## Supplied data
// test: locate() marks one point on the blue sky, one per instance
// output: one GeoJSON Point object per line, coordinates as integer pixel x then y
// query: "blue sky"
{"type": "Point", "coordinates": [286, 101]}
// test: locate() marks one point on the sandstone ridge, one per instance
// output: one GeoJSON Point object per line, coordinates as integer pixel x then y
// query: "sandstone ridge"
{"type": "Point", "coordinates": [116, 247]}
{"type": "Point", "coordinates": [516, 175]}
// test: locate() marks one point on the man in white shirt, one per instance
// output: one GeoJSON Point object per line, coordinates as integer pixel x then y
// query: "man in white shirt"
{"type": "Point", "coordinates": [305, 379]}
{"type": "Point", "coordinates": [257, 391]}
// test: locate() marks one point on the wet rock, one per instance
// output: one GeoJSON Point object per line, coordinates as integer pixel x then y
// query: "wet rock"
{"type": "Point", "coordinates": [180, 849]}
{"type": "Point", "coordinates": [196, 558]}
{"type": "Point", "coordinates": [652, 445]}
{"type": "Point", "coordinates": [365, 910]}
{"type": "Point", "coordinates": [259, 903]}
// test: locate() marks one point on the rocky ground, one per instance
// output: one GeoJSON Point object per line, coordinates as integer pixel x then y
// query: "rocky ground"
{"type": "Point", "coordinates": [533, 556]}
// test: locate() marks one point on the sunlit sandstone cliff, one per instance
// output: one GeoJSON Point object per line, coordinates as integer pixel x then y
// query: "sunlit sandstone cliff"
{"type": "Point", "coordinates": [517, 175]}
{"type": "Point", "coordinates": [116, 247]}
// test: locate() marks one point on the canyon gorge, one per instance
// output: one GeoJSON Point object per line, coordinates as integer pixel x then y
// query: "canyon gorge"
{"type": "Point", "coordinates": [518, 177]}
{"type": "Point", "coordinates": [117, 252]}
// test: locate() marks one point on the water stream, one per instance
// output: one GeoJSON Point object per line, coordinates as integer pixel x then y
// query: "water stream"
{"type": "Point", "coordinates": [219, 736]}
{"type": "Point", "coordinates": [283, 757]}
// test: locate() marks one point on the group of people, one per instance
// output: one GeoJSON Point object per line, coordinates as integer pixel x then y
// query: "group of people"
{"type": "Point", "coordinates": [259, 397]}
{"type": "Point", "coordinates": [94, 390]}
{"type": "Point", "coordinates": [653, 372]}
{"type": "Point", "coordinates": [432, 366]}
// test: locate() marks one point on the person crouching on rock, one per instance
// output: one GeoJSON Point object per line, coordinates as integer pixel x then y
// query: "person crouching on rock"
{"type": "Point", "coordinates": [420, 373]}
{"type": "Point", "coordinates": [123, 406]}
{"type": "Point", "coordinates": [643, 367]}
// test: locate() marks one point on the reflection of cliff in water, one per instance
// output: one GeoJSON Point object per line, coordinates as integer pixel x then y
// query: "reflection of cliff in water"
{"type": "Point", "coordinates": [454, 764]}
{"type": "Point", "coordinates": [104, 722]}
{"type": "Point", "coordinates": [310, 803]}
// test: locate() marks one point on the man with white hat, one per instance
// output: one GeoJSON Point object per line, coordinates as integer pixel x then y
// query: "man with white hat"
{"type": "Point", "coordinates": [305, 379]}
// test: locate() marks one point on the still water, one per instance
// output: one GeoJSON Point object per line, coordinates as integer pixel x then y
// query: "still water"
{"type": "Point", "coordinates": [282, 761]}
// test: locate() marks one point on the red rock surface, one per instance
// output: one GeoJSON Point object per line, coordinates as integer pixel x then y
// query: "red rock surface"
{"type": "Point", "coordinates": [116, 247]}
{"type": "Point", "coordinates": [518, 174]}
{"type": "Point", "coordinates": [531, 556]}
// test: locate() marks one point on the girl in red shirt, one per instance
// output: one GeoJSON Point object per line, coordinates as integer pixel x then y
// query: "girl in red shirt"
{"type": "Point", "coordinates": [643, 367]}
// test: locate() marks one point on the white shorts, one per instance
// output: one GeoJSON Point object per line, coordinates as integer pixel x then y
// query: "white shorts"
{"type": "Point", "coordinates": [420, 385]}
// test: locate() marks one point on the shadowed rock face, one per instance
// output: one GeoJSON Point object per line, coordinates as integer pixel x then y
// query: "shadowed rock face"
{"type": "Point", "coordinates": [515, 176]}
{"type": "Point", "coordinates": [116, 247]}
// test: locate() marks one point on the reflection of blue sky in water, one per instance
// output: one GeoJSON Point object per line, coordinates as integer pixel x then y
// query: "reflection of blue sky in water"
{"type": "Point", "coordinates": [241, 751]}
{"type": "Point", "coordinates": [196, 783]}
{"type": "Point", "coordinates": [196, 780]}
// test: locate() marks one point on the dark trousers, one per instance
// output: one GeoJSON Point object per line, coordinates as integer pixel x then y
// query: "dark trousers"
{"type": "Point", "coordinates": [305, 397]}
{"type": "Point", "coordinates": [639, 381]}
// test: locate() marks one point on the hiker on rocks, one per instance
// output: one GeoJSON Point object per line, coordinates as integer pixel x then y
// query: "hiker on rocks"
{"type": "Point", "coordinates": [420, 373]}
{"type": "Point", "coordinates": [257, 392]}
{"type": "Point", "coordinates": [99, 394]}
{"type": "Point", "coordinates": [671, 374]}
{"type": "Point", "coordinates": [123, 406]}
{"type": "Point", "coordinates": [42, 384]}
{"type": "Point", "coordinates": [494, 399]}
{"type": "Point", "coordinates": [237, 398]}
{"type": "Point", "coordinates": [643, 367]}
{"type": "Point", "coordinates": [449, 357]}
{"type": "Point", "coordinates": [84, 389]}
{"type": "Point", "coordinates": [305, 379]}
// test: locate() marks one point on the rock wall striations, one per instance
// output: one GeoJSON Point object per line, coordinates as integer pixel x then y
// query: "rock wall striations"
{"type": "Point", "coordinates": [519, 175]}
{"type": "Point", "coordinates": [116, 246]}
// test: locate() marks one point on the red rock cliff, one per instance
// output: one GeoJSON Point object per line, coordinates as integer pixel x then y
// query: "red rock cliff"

## What you should do
Write out everything from the line containing "rock cliff, one per instance" down to the end of the records, swapping "red rock cliff" for "red sandstone cliff" and leaving all else unchanged.

## Answer to this problem
// test: locate() marks one point on the red sandstone cliff, one per instance
// output: one GeoJSON Point object per line, coordinates as integer pixel x then y
// query: "red sandstone cliff"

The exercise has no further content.